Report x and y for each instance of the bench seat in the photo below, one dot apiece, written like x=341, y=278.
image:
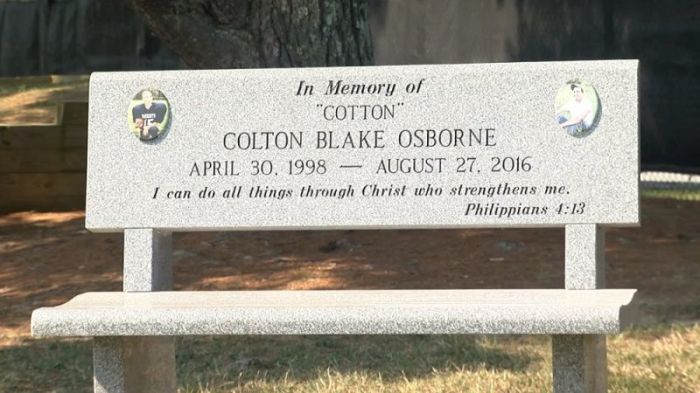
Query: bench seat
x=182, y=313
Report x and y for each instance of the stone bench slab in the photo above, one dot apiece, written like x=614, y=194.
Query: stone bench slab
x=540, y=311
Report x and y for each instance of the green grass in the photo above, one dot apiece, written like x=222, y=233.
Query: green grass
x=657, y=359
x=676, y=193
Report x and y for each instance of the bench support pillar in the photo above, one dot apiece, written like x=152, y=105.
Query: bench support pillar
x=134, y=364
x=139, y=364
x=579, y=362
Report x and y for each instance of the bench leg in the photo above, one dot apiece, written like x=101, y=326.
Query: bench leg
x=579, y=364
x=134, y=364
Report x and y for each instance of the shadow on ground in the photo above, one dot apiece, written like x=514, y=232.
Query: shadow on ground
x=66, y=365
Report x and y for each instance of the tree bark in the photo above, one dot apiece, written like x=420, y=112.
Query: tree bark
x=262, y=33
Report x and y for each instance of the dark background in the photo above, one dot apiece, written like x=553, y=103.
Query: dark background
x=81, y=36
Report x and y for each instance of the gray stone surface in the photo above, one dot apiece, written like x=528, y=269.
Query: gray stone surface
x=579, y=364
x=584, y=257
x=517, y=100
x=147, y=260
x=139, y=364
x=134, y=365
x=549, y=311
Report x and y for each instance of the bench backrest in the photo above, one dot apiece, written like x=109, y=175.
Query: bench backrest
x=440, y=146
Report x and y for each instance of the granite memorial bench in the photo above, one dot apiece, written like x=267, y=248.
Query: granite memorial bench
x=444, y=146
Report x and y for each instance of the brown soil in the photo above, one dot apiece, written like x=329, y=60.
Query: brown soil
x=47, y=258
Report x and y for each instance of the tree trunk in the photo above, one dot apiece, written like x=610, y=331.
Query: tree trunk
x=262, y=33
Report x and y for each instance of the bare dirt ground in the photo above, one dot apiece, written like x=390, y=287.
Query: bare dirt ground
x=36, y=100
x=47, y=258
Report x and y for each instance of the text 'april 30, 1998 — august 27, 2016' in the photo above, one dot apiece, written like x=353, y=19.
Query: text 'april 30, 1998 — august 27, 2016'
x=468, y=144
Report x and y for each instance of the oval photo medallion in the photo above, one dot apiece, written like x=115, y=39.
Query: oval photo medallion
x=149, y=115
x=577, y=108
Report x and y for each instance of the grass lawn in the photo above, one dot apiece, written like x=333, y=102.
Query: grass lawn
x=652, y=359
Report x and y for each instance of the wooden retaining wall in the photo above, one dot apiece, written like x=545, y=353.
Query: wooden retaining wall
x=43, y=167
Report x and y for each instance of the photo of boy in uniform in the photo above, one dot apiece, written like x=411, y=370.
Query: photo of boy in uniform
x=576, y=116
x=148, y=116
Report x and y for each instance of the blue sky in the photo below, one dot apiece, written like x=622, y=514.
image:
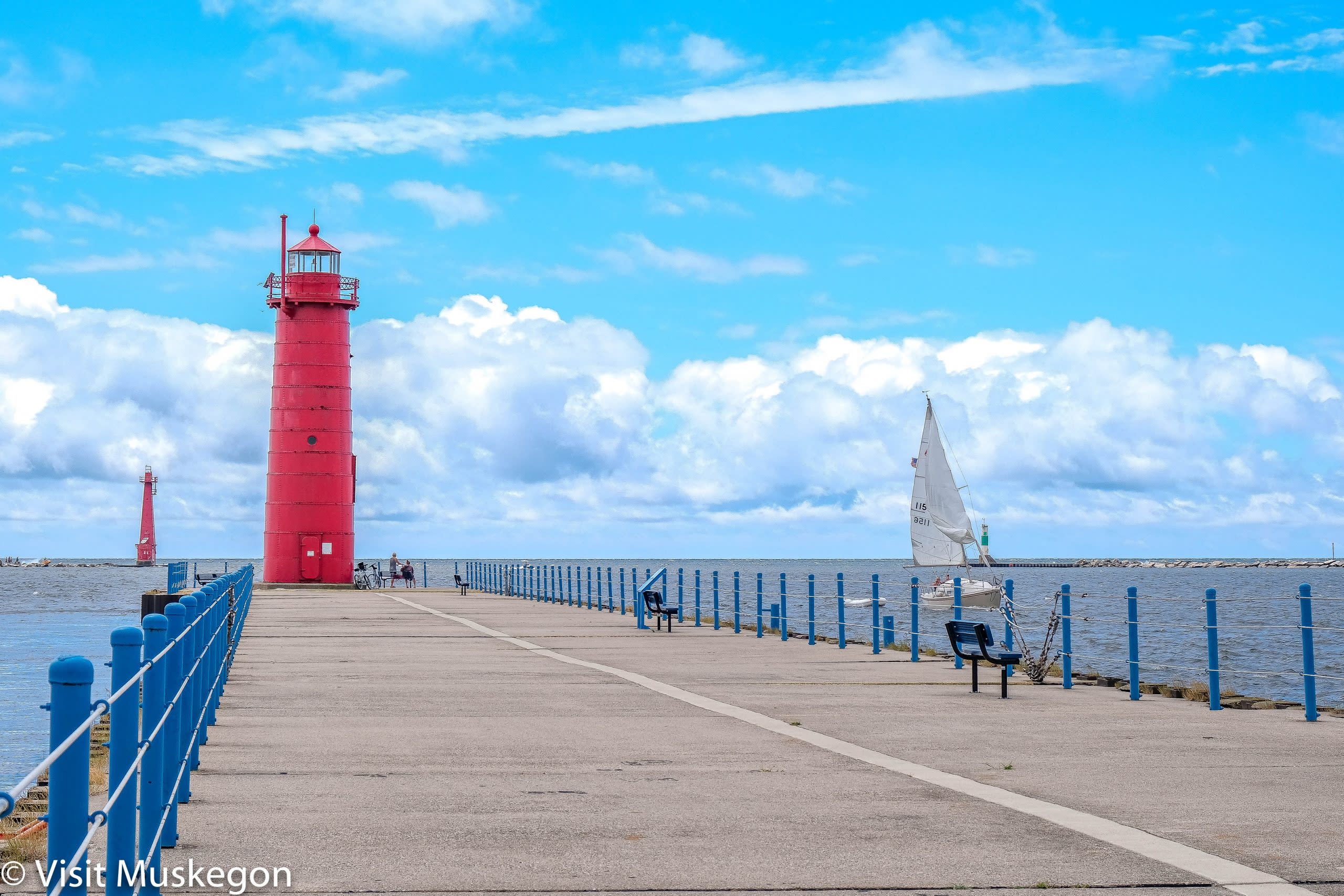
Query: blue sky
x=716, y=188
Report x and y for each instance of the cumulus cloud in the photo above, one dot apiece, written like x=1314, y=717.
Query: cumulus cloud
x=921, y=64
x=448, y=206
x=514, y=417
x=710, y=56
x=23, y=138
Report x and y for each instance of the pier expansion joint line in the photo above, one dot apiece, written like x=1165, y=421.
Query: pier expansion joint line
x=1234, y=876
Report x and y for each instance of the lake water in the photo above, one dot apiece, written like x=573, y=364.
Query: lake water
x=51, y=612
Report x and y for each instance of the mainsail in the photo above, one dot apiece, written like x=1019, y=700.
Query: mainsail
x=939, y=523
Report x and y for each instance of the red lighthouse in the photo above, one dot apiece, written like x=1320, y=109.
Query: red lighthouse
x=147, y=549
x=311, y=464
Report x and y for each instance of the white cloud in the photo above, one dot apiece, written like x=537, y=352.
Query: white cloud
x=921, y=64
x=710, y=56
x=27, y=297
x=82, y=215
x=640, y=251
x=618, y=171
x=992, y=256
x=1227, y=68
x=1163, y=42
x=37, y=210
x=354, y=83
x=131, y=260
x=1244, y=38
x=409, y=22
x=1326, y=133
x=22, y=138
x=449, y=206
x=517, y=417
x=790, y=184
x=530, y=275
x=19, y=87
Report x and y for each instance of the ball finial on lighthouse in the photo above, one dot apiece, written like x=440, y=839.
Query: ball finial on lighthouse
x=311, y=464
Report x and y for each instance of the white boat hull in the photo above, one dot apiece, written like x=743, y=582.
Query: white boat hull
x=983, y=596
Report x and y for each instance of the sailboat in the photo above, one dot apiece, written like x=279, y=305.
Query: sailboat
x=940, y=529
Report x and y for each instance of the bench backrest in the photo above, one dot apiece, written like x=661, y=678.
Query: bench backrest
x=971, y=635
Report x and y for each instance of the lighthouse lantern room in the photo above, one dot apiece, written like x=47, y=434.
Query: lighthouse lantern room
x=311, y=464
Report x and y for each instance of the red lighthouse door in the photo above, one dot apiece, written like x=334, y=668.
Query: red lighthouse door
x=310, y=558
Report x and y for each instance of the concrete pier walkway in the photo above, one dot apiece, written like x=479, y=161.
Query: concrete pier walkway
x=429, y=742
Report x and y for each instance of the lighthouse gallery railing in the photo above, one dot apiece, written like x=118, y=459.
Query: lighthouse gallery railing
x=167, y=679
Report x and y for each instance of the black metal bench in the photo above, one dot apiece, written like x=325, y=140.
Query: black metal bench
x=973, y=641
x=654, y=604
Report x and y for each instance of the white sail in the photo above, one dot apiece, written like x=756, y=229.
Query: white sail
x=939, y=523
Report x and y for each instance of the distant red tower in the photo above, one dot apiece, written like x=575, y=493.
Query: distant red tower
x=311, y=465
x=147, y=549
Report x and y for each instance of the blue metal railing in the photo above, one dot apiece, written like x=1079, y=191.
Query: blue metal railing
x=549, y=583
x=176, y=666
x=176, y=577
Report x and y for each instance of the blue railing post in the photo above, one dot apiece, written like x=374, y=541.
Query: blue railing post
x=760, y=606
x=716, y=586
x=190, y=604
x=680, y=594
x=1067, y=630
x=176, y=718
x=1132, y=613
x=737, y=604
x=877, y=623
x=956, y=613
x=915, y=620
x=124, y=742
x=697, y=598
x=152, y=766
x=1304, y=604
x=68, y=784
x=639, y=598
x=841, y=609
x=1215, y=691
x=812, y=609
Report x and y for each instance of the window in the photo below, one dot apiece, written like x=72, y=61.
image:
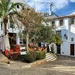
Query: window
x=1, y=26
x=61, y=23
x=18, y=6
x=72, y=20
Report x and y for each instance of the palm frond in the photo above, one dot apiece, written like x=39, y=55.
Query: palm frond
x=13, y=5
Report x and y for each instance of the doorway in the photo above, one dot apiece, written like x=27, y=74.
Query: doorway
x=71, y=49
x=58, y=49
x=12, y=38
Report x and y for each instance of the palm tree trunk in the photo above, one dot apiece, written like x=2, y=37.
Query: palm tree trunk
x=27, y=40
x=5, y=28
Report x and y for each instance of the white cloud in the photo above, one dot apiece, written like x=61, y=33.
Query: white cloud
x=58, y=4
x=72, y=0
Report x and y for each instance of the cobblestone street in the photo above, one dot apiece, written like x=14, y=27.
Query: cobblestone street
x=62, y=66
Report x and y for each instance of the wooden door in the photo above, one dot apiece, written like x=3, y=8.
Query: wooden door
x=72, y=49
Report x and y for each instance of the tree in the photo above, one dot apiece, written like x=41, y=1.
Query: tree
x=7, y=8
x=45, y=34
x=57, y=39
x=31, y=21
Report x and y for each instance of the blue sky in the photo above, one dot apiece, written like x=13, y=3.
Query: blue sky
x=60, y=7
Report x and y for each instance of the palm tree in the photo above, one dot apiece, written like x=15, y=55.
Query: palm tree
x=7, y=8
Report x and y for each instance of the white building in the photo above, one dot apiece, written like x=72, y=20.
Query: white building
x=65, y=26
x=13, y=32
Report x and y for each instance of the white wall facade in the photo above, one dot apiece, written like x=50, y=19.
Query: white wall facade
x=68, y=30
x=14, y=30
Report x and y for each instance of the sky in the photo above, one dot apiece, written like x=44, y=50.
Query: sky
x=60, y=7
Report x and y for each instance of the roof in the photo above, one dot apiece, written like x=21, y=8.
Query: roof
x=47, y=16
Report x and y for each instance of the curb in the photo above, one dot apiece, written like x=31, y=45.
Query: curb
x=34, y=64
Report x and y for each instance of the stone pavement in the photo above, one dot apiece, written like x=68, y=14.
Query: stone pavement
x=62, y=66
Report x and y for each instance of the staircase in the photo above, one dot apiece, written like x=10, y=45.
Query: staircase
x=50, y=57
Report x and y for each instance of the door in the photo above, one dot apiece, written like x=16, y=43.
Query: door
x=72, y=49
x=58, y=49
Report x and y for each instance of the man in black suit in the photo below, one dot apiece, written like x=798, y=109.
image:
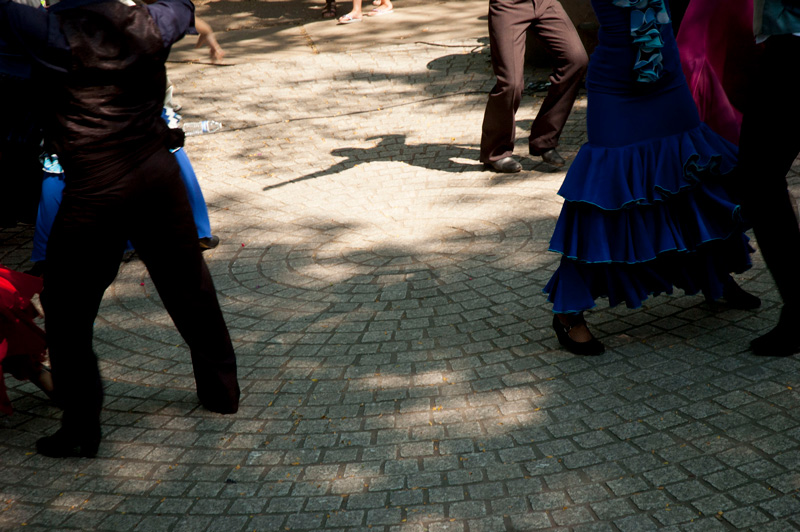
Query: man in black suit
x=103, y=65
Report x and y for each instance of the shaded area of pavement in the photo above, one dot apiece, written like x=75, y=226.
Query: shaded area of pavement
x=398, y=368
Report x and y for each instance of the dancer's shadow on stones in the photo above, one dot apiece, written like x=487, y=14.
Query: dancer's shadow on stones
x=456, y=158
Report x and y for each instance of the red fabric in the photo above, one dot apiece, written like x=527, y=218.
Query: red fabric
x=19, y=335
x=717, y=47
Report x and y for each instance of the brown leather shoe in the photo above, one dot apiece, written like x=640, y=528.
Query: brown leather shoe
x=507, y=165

○ ○ ○ ○

[Consignes]
Reproduisez telles quelles les lignes ci-dessus, en partant de celle qui contient « Report x and y for each instance of the dancer's » et en terminant par celle qui contient « x=717, y=47 », ces deux lignes comprises.

[Solution]
Report x and y for each instance of the dancer's shadow on stones in the photo above, one dot apiece, written like x=487, y=14.
Query: dancer's shadow on stones
x=456, y=158
Report x and y for each instance of the red fabric in the photo above, one dot apiece, written like x=527, y=218.
Query: red fabric
x=19, y=335
x=717, y=47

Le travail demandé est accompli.